=== Begin Enclosure ===

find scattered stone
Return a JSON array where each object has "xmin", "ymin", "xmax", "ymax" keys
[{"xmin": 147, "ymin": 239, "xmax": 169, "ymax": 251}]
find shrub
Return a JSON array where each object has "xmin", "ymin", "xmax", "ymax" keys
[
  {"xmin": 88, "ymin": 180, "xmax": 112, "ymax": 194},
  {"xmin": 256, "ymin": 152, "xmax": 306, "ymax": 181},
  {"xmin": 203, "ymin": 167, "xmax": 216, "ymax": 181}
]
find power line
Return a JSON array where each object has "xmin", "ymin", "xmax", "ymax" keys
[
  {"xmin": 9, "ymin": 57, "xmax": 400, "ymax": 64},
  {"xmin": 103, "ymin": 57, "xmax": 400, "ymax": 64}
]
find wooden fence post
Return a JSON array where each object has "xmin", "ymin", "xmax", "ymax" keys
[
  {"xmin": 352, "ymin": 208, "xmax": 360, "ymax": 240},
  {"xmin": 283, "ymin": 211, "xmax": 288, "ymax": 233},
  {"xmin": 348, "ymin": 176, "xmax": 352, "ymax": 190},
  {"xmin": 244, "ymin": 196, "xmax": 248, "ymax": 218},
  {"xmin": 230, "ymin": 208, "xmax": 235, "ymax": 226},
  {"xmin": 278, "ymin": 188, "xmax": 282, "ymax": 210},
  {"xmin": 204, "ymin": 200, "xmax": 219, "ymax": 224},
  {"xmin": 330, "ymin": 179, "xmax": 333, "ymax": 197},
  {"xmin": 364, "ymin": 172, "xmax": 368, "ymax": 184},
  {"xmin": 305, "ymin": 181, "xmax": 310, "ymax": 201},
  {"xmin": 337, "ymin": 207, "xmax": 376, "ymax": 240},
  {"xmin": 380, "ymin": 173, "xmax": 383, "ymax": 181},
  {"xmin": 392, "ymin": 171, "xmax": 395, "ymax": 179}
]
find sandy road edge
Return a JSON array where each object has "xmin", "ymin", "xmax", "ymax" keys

=== End Enclosure ===

What this task involves: With nothing added or dropped, write out the listing again.

Solution to this problem:
find scattered stone
Return a JSON array where each object has "xmin", "ymin", "xmax", "ymax" keys
[{"xmin": 147, "ymin": 239, "xmax": 169, "ymax": 251}]
find shrub
Return a JSON array where each object has "xmin", "ymin", "xmax", "ymax" keys
[
  {"xmin": 88, "ymin": 180, "xmax": 112, "ymax": 194},
  {"xmin": 256, "ymin": 152, "xmax": 306, "ymax": 181},
  {"xmin": 203, "ymin": 167, "xmax": 216, "ymax": 181}
]
find power line
Return a JSON array where each object has "xmin", "ymin", "xmax", "ymax" keys
[
  {"xmin": 9, "ymin": 57, "xmax": 400, "ymax": 64},
  {"xmin": 103, "ymin": 57, "xmax": 400, "ymax": 64}
]
find wooden fence post
Return a JSON array where each object has "xmin", "ymin", "xmax", "ymax" keys
[
  {"xmin": 352, "ymin": 208, "xmax": 360, "ymax": 240},
  {"xmin": 283, "ymin": 211, "xmax": 288, "ymax": 233},
  {"xmin": 348, "ymin": 176, "xmax": 352, "ymax": 190},
  {"xmin": 244, "ymin": 196, "xmax": 248, "ymax": 218},
  {"xmin": 230, "ymin": 208, "xmax": 235, "ymax": 226},
  {"xmin": 278, "ymin": 188, "xmax": 282, "ymax": 210},
  {"xmin": 204, "ymin": 200, "xmax": 219, "ymax": 224},
  {"xmin": 330, "ymin": 179, "xmax": 333, "ymax": 197},
  {"xmin": 364, "ymin": 172, "xmax": 368, "ymax": 184},
  {"xmin": 305, "ymin": 181, "xmax": 310, "ymax": 201},
  {"xmin": 337, "ymin": 207, "xmax": 376, "ymax": 240},
  {"xmin": 380, "ymin": 173, "xmax": 383, "ymax": 181},
  {"xmin": 392, "ymin": 171, "xmax": 395, "ymax": 179}
]
find sandy road edge
Return a JSON array where each object has "xmin", "ymin", "xmax", "ymax" keys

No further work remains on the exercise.